Problem requirements: With pictures removed, output every record below exactly as written.
*** Begin section ***
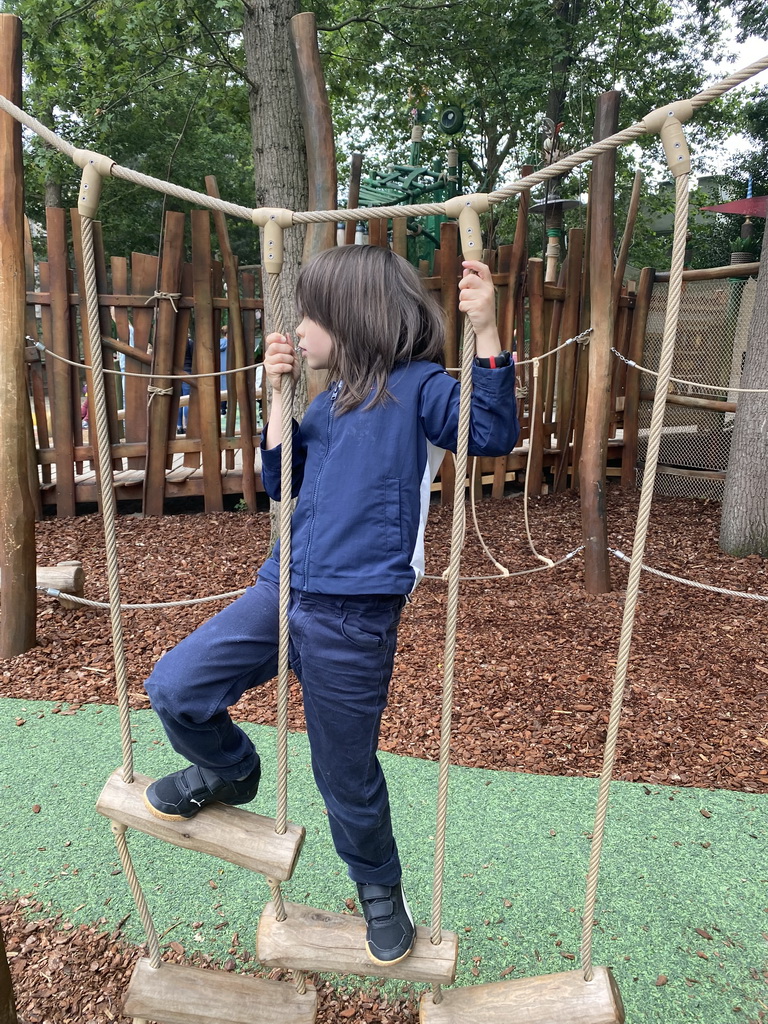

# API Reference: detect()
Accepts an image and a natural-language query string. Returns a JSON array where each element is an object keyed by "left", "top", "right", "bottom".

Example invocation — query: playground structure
[{"left": 1, "top": 9, "right": 768, "bottom": 1024}]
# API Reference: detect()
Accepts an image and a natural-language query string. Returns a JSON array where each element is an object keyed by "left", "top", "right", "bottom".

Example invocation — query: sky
[{"left": 701, "top": 29, "right": 768, "bottom": 178}]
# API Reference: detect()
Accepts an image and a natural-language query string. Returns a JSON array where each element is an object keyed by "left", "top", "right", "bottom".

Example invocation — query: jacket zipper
[{"left": 302, "top": 381, "right": 341, "bottom": 587}]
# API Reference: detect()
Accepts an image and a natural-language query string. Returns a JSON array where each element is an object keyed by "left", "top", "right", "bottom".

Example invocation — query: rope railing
[
  {"left": 609, "top": 548, "right": 768, "bottom": 601},
  {"left": 0, "top": 53, "right": 765, "bottom": 230},
  {"left": 611, "top": 346, "right": 768, "bottom": 394},
  {"left": 31, "top": 339, "right": 264, "bottom": 380}
]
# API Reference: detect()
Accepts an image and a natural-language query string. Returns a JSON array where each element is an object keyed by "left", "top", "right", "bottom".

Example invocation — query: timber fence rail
[{"left": 23, "top": 212, "right": 638, "bottom": 517}]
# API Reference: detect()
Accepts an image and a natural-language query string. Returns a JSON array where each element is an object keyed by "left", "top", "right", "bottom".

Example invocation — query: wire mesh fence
[{"left": 636, "top": 274, "right": 758, "bottom": 500}]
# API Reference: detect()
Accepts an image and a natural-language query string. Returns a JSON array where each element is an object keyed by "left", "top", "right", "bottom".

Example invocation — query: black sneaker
[
  {"left": 143, "top": 758, "right": 261, "bottom": 821},
  {"left": 357, "top": 881, "right": 415, "bottom": 966}
]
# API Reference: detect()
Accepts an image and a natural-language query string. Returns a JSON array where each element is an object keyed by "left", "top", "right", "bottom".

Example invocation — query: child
[{"left": 143, "top": 245, "right": 519, "bottom": 967}]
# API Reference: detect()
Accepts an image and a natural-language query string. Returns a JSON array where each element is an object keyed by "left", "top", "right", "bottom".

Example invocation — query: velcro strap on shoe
[{"left": 364, "top": 899, "right": 394, "bottom": 920}]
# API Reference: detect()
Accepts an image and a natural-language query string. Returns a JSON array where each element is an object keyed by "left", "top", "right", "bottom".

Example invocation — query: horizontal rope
[
  {"left": 32, "top": 340, "right": 263, "bottom": 380},
  {"left": 38, "top": 586, "right": 247, "bottom": 609},
  {"left": 424, "top": 546, "right": 583, "bottom": 581},
  {"left": 611, "top": 347, "right": 768, "bottom": 394},
  {"left": 0, "top": 52, "right": 765, "bottom": 228},
  {"left": 445, "top": 327, "right": 592, "bottom": 372},
  {"left": 609, "top": 548, "right": 768, "bottom": 601},
  {"left": 39, "top": 543, "right": 766, "bottom": 608}
]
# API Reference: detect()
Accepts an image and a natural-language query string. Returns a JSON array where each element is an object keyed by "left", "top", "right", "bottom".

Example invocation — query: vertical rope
[
  {"left": 580, "top": 171, "right": 690, "bottom": 979},
  {"left": 430, "top": 315, "right": 477, "bottom": 984},
  {"left": 111, "top": 823, "right": 162, "bottom": 968},
  {"left": 80, "top": 216, "right": 134, "bottom": 781},
  {"left": 265, "top": 267, "right": 302, "bottom": 992},
  {"left": 267, "top": 269, "right": 293, "bottom": 843},
  {"left": 267, "top": 877, "right": 287, "bottom": 922}
]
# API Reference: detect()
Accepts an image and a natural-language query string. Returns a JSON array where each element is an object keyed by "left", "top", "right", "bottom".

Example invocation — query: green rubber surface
[{"left": 1, "top": 698, "right": 766, "bottom": 1022}]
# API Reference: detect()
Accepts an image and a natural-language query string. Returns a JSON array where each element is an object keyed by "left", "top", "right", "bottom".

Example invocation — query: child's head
[{"left": 296, "top": 244, "right": 445, "bottom": 412}]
*** End section ***
The completed task:
# API Reference: detect()
Accepts an image and a natural-language query string. Returns a JSON array where each element is an object keyed by "left", "top", "right", "bottom".

Example invocation — query: playground structure
[{"left": 1, "top": 9, "right": 768, "bottom": 1024}]
# API Reference: detect()
Accepts an image and a natural-language query string. Returns a JSON array where each element is an object keyed by "left", "top", "right", "bottom".

Example invocation — query: sky
[{"left": 701, "top": 29, "right": 768, "bottom": 178}]
# API Reference: detect()
Accepts an image and a natural-language query string. Returns a JSON array where each element is an object keyed by "left", "top", "right", "bottom".

Example invocation — query: jacket zipper
[{"left": 302, "top": 381, "right": 341, "bottom": 587}]
# API Reference: detect()
Accepts an image and a natural-language query string. Returns a JSON array where each element is an object keyed by "left", "top", "right", "bottom".

Example invocation — query: rope railing
[
  {"left": 609, "top": 548, "right": 768, "bottom": 601},
  {"left": 0, "top": 53, "right": 765, "bottom": 230},
  {"left": 611, "top": 346, "right": 768, "bottom": 394},
  {"left": 31, "top": 339, "right": 264, "bottom": 380}
]
# API Reference: detect()
Accepts an image and a natural-language query string. Returns a JSON array where each element is an object keyed by "left", "top", "right", "bottom".

Example invocation — query: timber fence rail
[{"left": 23, "top": 212, "right": 638, "bottom": 517}]
# API Reference: detect()
Accepts an image and a natural-language query string. Returns a JSON array where each element is an object keyed by "left", "top", "right", "bottom".

Example invocation — query: wire mesh fence
[{"left": 636, "top": 274, "right": 758, "bottom": 500}]
# API Reference: detect()
Accepts an image and a natural-language query string. Returns a JSON array where each element is an object keyed by "left", "top", "right", "bottom".

Example invocation — query: black sneaker
[
  {"left": 143, "top": 758, "right": 261, "bottom": 821},
  {"left": 357, "top": 881, "right": 415, "bottom": 966}
]
# API Reference: detect()
Accepts an image and a natural-language query string. Returns a JSON array where each element is an object keyed by "left", "top", "right", "bottom".

Example invocation — query: child
[{"left": 143, "top": 245, "right": 519, "bottom": 967}]
# API Reference: detect()
Accepts an image and a natural-language query string. Returns a JSON array where each element is an object keyed by "left", "top", "right", "bottom".

Example invocation — query: velcro strap on shoe
[{"left": 364, "top": 899, "right": 394, "bottom": 920}]
# API Reference: detect()
Accepts an image and a natural-language query string. Returns a JSON array where each element is an object keyed by "left", "top", "right", "bottom".

Example invocation — query: horizontal rope
[
  {"left": 32, "top": 340, "right": 263, "bottom": 380},
  {"left": 38, "top": 586, "right": 247, "bottom": 609},
  {"left": 424, "top": 546, "right": 583, "bottom": 581},
  {"left": 611, "top": 347, "right": 768, "bottom": 394},
  {"left": 0, "top": 52, "right": 765, "bottom": 228},
  {"left": 445, "top": 327, "right": 592, "bottom": 372},
  {"left": 609, "top": 548, "right": 768, "bottom": 601},
  {"left": 39, "top": 543, "right": 766, "bottom": 608}
]
# API Reference: detect()
Accepts an image and a natural-language query string. Returns a JSON array where each element is an object keyed by "left", "top", "right", "bottom".

Example invocation — query: vertical rope
[
  {"left": 580, "top": 171, "right": 690, "bottom": 979},
  {"left": 430, "top": 315, "right": 477, "bottom": 984},
  {"left": 111, "top": 823, "right": 162, "bottom": 968},
  {"left": 80, "top": 216, "right": 134, "bottom": 781},
  {"left": 265, "top": 267, "right": 302, "bottom": 992},
  {"left": 267, "top": 269, "right": 293, "bottom": 843},
  {"left": 267, "top": 877, "right": 287, "bottom": 922}
]
# API Reference: detect()
Accepts an image and a natural-language query string. Returns a JSON array where each element is an object keyed by "left", "top", "right", "bottom".

Example invocation — query: green rubber surface
[{"left": 1, "top": 698, "right": 766, "bottom": 1022}]
# API Reference: detect()
Accepts an image and a natural-language query string. Returns a JSON array where each element is an object keyed by "left", "top", "right", "bottom".

Example invocation — query: child's head
[{"left": 296, "top": 244, "right": 445, "bottom": 412}]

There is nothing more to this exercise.